### DADOS DO EXERCÍCIO ###

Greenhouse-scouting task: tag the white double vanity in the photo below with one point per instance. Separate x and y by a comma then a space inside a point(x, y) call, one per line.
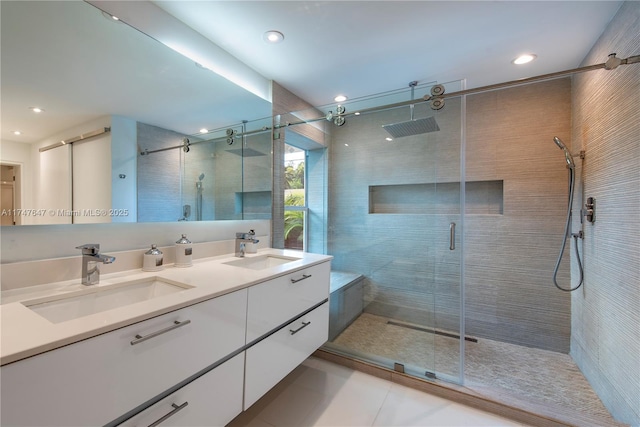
point(183, 346)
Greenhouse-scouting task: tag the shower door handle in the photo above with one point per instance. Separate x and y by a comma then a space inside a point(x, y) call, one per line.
point(452, 236)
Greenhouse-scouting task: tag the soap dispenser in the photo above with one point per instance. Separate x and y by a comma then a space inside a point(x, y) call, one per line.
point(251, 247)
point(183, 252)
point(152, 260)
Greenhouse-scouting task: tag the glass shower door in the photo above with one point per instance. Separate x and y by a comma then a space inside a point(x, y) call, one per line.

###

TAREFA ESCRITA:
Substitua "photo" por "image" em toda a listagem e reproduza-a com o restante inalterado, deixando as imagens de fora.

RESPOSTA AO EXERCÍCIO:
Greenhouse-scouting task: tag the white double vanity in the image below with one point per instance. Separate x and y by a comma then a space inside a point(x, y) call, one per line.
point(183, 346)
Greenhouse-scouting task: tag the shower door handle in the image above with one point per instance. Separate x and y by a comma then a space inside a point(x, y) call, one per line.
point(452, 236)
Greenhouse-scouting task: tag the soap dispenser in the image above with one point per instance. Separate x and y by a comma then a space inside a point(x, y) call, one per line.
point(251, 247)
point(183, 252)
point(152, 260)
Greenhouse-scouting task: tag the glass shower door in the image above with one point per instance. Separate x and y by a comma then a space inside a point(x, y) call, one per line.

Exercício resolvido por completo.